___ EXERCISE INPUT ___

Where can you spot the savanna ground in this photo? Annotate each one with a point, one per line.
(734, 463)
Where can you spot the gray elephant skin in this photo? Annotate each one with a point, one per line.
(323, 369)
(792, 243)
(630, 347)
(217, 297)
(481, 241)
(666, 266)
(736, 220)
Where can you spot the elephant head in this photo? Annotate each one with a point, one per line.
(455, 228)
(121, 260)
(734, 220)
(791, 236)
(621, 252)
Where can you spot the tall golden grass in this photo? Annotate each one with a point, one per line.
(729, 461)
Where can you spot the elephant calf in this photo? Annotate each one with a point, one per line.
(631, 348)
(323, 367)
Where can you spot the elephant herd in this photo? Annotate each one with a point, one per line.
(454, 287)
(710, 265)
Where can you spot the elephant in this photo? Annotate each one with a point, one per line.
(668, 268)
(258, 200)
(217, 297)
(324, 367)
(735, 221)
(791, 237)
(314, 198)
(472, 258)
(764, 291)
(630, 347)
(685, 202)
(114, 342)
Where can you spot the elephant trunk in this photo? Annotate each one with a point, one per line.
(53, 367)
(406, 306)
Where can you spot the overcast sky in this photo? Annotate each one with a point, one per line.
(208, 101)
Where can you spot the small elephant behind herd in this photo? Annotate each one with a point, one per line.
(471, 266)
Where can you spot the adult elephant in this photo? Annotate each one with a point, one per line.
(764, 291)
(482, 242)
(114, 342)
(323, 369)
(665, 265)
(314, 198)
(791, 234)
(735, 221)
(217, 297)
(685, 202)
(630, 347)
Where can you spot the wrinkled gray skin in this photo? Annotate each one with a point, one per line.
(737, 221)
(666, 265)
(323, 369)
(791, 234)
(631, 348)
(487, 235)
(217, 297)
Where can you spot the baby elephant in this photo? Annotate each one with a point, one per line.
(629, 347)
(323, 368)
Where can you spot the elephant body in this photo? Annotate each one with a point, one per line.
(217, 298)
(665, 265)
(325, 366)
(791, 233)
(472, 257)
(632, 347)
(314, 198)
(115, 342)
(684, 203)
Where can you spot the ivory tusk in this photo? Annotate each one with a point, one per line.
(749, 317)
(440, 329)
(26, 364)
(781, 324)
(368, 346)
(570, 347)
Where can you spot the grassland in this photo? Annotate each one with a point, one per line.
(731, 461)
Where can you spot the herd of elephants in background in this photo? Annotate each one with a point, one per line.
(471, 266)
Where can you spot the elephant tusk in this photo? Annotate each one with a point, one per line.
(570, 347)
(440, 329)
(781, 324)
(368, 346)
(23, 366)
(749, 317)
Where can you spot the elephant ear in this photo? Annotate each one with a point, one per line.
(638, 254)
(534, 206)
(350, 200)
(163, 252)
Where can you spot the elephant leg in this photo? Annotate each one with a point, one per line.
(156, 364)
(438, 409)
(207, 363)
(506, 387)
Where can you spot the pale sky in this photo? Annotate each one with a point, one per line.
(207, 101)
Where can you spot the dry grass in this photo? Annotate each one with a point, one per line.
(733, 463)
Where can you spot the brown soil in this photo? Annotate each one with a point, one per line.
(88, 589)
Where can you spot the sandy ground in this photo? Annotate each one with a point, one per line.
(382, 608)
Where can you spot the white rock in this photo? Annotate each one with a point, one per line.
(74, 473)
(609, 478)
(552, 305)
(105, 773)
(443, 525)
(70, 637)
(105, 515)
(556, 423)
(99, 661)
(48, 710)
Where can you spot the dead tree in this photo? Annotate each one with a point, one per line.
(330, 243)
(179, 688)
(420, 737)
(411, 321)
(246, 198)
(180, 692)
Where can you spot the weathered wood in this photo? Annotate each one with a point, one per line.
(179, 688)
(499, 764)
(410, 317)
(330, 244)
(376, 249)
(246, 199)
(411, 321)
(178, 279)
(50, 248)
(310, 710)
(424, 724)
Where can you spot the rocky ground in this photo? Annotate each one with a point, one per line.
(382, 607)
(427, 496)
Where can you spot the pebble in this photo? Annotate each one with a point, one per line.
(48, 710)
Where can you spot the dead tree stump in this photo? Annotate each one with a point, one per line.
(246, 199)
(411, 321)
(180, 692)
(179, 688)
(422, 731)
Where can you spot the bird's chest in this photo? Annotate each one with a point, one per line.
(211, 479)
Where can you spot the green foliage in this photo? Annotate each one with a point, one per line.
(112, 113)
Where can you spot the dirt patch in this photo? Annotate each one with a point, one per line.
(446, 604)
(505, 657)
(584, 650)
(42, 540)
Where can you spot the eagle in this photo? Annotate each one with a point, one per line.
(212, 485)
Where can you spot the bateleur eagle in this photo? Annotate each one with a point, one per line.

___

TASK DESCRIPTION:
The task requires that all the material be restated word for word.

EXPECTED OUTPUT:
Where can you spot the savanna ground in this photo? Annotate each one with a point, one per line.
(734, 463)
Where can you spot the gray elephant skin in this photo? Annotate each one with a point, one per line.
(323, 369)
(792, 243)
(630, 347)
(217, 297)
(481, 241)
(666, 266)
(736, 220)
Where can you spot the elephant head in this photo? Annotate each one with a point, one per line.
(455, 228)
(121, 260)
(734, 220)
(791, 236)
(621, 252)
Where can you spot the tall golden grass in this photo? Annotate each one with a point, one per line.
(729, 461)
Where can you spot the elephant calf in this photo? Annotate each one with a point, one per line.
(631, 348)
(323, 367)
Where can you spot the elephant herd in this photo? Annotate each one with a point, one per line.
(454, 287)
(710, 265)
Where can you spot the elephant in this photo? Annotate each one with a point, one per line.
(668, 268)
(258, 200)
(217, 297)
(324, 367)
(735, 221)
(791, 237)
(314, 198)
(472, 258)
(764, 291)
(630, 347)
(685, 202)
(114, 342)
Where can you spot the elephant trunk in this photo? Annotate each one with a point, one per line.
(53, 367)
(406, 306)
Where can you spot the overcast sky in this photo? Annotate each one with a point, one per line.
(208, 101)
Where can you spot the small elephant behind herd in this photo? Annotate each one with a point, one per line.
(471, 266)
Where can you spot the adult elephant in this photo? Annotate each one with a point, one per line.
(764, 291)
(482, 242)
(114, 342)
(323, 369)
(665, 265)
(314, 198)
(791, 234)
(735, 221)
(217, 297)
(685, 202)
(630, 347)
Where can you spot the wrinkled gray skin in this photo? Annotate each one with a point, one per line.
(737, 221)
(666, 265)
(323, 369)
(791, 234)
(631, 348)
(487, 235)
(217, 297)
Where can you spot the baby elephant in this photo? Annotate each one with a point, one per line.
(629, 347)
(323, 368)
Where can you spot the elephant body in this photo? Annotate each one with a point, one per line.
(217, 298)
(665, 265)
(325, 366)
(791, 233)
(472, 257)
(632, 347)
(314, 198)
(115, 342)
(684, 203)
Where can you spot the ivory tusk in this photo? Annotate each one with a point, one per line.
(749, 317)
(440, 329)
(26, 364)
(781, 324)
(368, 346)
(570, 347)
Where can you spot the grassland in this photo? Annotate each one with a point, one per line.
(731, 461)
Where can you spot the herd of elephants in background in this photo? Annotate each one with a point, one per line.
(471, 266)
Where can you spot the elephant tusk in this photo? Annotate each one with a point, one per line.
(570, 347)
(440, 329)
(781, 324)
(368, 346)
(23, 366)
(749, 317)
Where can you spot the elephant ear in this photo? Annotate each one with a point, one per line.
(638, 254)
(534, 206)
(350, 200)
(163, 252)
Where can you spot the elephant leg in this photo? Annotate each one with a point, one per line.
(156, 364)
(438, 409)
(207, 363)
(506, 387)
Where can you spot the pale sky in this photo? Annotate each one with a point, one per line.
(207, 101)
Where can you spot the dry grass in this photo? Annotate each one with a point, one per line.
(733, 463)
Where can you spot the brown soil in this photo? Annotate each one with a point, one per line.
(88, 589)
Where can you spot the sandy ground in this photo? Annotate each one with a point, one per line.
(382, 608)
Where can you spot the white rock in this photo? Annotate each one with a point, one per line.
(74, 473)
(609, 478)
(552, 305)
(105, 773)
(443, 525)
(70, 637)
(105, 515)
(556, 423)
(99, 661)
(48, 710)
Where can you spot the dead tree in this photo? Annotate each one with a point, one per line.
(330, 243)
(179, 688)
(420, 737)
(411, 321)
(246, 198)
(180, 692)
Where can you spot the weathered wood in this photo? Annotate each one with a point, one per line.
(179, 688)
(499, 764)
(410, 317)
(330, 244)
(376, 249)
(246, 199)
(411, 321)
(178, 279)
(50, 248)
(310, 710)
(424, 724)
Where can you spot the rocky ground in this photo? Annotate each one with a point, one per line.
(382, 607)
(427, 496)
Where can you spot the pebble in this photo? Annotate each one with a point, one per line.
(48, 710)
Where can you spot the dead tree stump in this photo? Annotate each one with a point, one per line.
(246, 199)
(411, 321)
(180, 692)
(179, 688)
(422, 731)
Where can you spot the bird's chest in this photo? Annotate each one with a point, one per line.
(211, 479)
Where can you spot the green foliage in this photo? Annotate each one with a point, one per line.
(112, 113)
Where can you spot the dirt patch in this photo? Annotate each one with a point, one per line.
(446, 604)
(505, 657)
(584, 650)
(42, 540)
Where can you spot the eagle in this photo? Annotate each one with a point, one per line.
(212, 485)
Where can you spot the bateleur eagle in this photo? Annotate each one with a point, one per line.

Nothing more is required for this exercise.